- PROBLEM DESCRIPTION -
Continue the account of martial law during the Paint Creek and Cabin Creek coal strikes, picking up after its last sentence.

- SELECTED EXTRACT -
=======
Martial law usually evokes images of heavily armed troops state militia or federal regulars forcibly reimposing order in chaotic situations beyond the control of civil police agencies. This aspect of martial law had been demonstrated for West Virginians during the struggle over unionization of coal mines on Paint Creek and Cabin Creek. Three separate gubernatorial martial law proclamations were issued during 1912- 1913 before relative calm was restored. Conditions remained sufficiently unsettled to require occupation of some areas by state militia companies until June 1914.

Under the proclamations, the adjutant general was granted wide ranging powers, including authority to try civilians for a variety of crimes as well as for offenses against the proclamations themselves. Hundreds were arrested, tried, and imprisoned, frequently receiving sentences more severe than could have been levied by civil courts under existing statutes.(1)
=======
- SUPPLIED MATERIAL -
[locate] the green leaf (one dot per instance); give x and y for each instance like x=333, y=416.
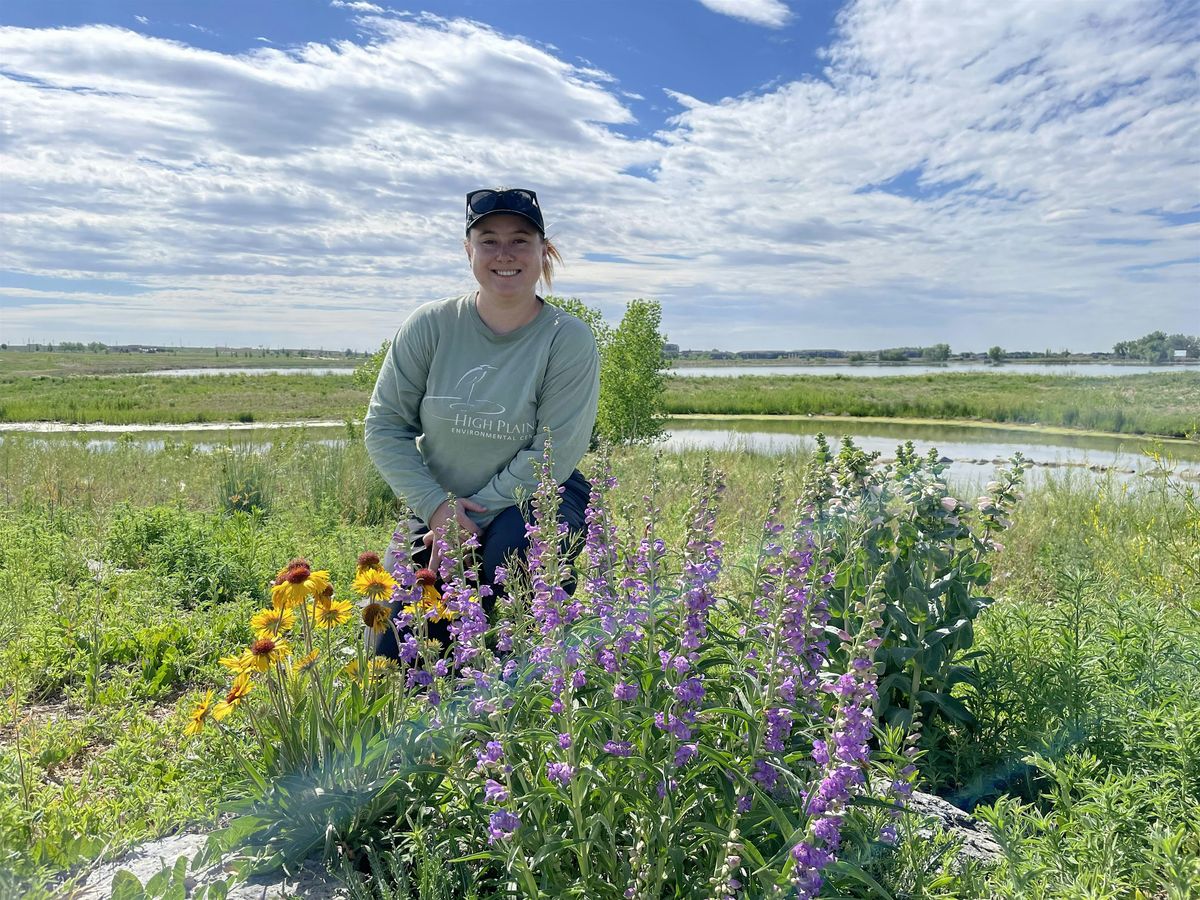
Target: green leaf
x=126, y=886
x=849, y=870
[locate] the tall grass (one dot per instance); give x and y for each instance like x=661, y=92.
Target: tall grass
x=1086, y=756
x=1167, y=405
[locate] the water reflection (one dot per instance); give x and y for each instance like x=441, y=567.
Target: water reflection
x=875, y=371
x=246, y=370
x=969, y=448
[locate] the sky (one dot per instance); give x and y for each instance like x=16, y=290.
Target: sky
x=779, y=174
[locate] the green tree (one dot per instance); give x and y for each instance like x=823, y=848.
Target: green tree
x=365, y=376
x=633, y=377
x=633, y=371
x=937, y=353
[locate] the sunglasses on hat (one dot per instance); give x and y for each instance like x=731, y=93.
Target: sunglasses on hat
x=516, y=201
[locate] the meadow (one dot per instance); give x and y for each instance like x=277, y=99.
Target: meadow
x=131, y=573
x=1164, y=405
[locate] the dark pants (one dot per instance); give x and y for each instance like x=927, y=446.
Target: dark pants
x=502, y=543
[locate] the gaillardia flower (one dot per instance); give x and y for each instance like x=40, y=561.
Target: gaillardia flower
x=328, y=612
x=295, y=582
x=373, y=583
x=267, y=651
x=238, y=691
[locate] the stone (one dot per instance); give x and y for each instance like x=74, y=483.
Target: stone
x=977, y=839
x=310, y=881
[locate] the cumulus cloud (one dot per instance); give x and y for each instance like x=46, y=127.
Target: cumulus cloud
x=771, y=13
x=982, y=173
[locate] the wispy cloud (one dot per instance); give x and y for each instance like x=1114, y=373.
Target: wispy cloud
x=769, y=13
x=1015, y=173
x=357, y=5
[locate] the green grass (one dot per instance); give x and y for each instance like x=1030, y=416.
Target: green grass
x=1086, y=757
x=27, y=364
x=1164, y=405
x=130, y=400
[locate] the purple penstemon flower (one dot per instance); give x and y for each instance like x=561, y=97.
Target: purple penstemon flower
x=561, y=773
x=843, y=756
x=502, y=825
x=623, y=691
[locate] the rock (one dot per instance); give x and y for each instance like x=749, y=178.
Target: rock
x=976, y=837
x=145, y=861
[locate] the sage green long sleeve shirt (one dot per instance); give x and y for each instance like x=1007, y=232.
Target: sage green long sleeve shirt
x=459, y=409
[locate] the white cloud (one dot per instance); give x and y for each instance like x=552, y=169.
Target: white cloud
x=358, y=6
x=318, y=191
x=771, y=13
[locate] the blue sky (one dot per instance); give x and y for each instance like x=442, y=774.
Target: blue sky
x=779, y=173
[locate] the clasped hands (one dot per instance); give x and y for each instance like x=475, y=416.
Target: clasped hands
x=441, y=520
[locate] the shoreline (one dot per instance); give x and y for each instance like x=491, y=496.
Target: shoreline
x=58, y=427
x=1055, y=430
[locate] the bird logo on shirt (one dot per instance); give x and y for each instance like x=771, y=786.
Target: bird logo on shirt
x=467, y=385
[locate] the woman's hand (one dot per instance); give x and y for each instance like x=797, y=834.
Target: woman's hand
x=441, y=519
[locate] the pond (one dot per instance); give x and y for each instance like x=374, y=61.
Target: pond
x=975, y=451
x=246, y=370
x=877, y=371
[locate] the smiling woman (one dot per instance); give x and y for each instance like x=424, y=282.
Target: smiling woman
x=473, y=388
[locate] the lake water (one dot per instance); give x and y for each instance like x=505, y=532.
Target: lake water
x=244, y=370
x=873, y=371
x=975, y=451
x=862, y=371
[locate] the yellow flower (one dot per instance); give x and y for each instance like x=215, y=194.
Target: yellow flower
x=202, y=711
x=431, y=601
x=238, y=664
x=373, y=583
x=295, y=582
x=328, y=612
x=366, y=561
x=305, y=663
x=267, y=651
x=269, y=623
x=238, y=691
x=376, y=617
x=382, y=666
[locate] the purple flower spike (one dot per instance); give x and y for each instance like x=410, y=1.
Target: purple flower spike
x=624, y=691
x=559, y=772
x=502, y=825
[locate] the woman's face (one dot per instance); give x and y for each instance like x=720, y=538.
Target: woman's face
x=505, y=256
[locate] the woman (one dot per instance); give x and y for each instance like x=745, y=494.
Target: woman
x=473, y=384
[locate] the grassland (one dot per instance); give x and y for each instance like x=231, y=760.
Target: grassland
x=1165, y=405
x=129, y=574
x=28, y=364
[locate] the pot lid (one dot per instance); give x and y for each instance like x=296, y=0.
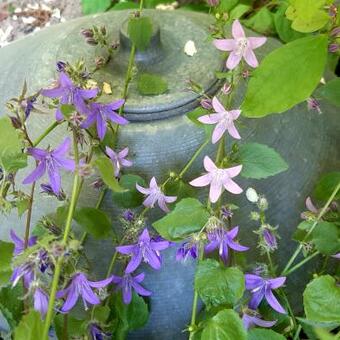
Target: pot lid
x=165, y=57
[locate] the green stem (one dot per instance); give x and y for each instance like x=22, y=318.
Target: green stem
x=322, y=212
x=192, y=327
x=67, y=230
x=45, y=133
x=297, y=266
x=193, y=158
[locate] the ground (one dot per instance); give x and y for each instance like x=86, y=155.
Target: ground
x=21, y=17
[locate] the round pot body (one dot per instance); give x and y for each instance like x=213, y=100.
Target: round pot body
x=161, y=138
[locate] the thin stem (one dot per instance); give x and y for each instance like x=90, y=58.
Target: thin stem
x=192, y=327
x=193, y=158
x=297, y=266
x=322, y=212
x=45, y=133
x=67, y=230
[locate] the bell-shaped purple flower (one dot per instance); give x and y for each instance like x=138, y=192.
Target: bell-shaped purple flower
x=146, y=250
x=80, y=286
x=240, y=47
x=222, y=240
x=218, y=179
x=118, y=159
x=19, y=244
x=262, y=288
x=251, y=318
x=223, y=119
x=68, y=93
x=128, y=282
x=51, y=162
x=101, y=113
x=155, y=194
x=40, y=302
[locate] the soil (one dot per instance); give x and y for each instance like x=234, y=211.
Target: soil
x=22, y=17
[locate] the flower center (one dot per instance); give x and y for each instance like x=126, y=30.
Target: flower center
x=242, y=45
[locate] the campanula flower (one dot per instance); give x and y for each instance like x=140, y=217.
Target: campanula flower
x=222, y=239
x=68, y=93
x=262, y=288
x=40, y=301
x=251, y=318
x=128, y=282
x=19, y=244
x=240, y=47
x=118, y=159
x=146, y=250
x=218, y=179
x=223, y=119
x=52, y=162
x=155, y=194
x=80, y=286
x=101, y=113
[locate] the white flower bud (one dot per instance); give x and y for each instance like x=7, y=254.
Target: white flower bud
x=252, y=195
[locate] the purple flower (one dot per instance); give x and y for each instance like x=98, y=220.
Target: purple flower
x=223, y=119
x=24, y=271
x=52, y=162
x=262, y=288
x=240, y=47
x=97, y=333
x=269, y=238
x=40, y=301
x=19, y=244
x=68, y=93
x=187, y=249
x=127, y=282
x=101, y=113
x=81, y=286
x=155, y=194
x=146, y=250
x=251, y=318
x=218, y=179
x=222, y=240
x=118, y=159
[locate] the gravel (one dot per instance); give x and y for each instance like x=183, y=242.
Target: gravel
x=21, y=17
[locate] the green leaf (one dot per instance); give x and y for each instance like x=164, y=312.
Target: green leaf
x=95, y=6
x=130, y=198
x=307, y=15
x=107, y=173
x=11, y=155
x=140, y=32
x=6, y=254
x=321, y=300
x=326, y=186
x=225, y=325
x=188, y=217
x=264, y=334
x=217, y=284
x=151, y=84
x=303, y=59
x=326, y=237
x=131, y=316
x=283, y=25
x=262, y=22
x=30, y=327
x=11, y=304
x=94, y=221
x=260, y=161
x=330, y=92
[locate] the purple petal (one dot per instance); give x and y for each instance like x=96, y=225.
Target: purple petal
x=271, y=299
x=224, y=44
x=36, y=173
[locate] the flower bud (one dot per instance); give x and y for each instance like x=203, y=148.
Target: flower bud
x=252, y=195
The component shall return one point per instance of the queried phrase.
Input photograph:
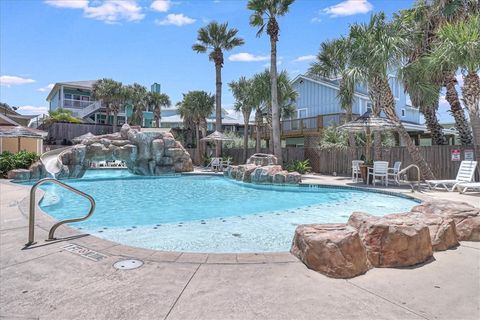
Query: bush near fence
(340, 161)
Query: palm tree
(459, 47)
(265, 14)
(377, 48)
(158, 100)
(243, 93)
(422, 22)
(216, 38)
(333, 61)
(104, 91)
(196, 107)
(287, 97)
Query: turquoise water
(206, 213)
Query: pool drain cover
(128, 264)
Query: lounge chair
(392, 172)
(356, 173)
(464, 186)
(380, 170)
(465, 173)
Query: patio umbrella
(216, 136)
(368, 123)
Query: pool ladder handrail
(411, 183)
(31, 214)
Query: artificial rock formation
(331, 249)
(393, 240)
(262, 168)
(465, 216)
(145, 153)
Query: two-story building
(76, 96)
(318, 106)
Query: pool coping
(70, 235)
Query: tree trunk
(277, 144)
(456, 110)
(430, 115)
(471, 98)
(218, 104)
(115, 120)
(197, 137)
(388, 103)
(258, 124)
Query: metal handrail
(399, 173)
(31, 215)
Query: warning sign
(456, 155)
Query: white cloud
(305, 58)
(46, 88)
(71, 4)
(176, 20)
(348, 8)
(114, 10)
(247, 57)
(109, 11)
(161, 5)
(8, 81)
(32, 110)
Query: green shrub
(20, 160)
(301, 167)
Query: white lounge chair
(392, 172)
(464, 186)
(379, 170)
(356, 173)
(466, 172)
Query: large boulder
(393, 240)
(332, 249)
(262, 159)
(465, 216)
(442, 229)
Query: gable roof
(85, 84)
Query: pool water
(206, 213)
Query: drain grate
=======
- EXERCISE RESULT -
Three cases came before the state supreme court directly challenging the validity of martial law, the actions of military authorities in enforcing the proclamations, and related gubernatorial orders. In deciding each case, the justices relied on the "doctrine of conclusiveness," which held that the governor alone could determine the necessity for martial law. Further, his determination was not reviewable by the courts, regardless of constitutional questions raised by appellants.(2) So adamant were the justices in refusing to entertain questions of gubernatorial authority that a noted martial law authority labeled their position "the West Virginia doctrine."(3)

Trouble had been brewing in the smokeless coal fields of southern West Virginia since before World War I. When the constraints of wartime labor- management cooperation evaporated, operator associations joined battle with the United Mine Workers of America (UMWA) in a final struggle to decide the question of organizing the state's richest coal producing region.

Governor John J. Cornwell realized he had no reliable means of maintaining law and order during the impending struggle. The organized state militia (national guard) had ceased to exist in August 1917 when it was drafted into federal service. Existing federal statutes providing for demobilization from the U.S. Army to constitute a complete release from all military service obligations; demobilized guardsmen reverted to civilian, not state militia, status. Due to uncertainties over pending revisions of federal national guard statutes most states, including West Virginia, did not reconstitute their militia units immediately after the war.(4)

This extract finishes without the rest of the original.